## How to complete this task:
Each line of the data below holding the word "shape" must be copied.

Stored data:

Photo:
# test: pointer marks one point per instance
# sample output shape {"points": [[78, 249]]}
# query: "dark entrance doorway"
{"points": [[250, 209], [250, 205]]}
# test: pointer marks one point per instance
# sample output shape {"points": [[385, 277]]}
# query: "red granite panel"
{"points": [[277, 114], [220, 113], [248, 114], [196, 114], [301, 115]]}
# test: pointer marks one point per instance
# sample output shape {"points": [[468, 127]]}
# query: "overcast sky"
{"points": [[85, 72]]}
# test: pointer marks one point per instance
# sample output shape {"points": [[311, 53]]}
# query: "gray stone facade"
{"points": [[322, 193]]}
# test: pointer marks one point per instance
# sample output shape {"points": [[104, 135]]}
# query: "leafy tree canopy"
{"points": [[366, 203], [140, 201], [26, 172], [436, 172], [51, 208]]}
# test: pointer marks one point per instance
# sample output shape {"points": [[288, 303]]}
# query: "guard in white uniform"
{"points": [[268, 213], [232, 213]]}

...

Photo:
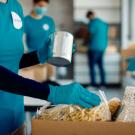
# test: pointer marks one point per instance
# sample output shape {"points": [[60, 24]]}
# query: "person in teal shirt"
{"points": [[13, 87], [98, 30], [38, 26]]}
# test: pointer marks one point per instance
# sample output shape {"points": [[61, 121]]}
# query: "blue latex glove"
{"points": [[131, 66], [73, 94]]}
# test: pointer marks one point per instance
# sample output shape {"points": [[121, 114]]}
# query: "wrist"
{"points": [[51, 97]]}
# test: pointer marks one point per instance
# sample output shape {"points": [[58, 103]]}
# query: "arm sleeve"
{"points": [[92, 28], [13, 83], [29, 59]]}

## Response to this task:
# sample output shape {"points": [[78, 249]]}
# sample output shape {"points": [[385, 277]]}
# sample output shape {"points": [[468, 127]]}
# sample output shape {"points": [[311, 53]]}
# sample output shape {"points": [[104, 135]]}
# sample output shape {"points": [[288, 303]]}
# sample output shape {"points": [[60, 24]]}
# sample output shape {"points": [[61, 121]]}
# sample output shape {"points": [[121, 114]]}
# sample output shape {"points": [[58, 103]]}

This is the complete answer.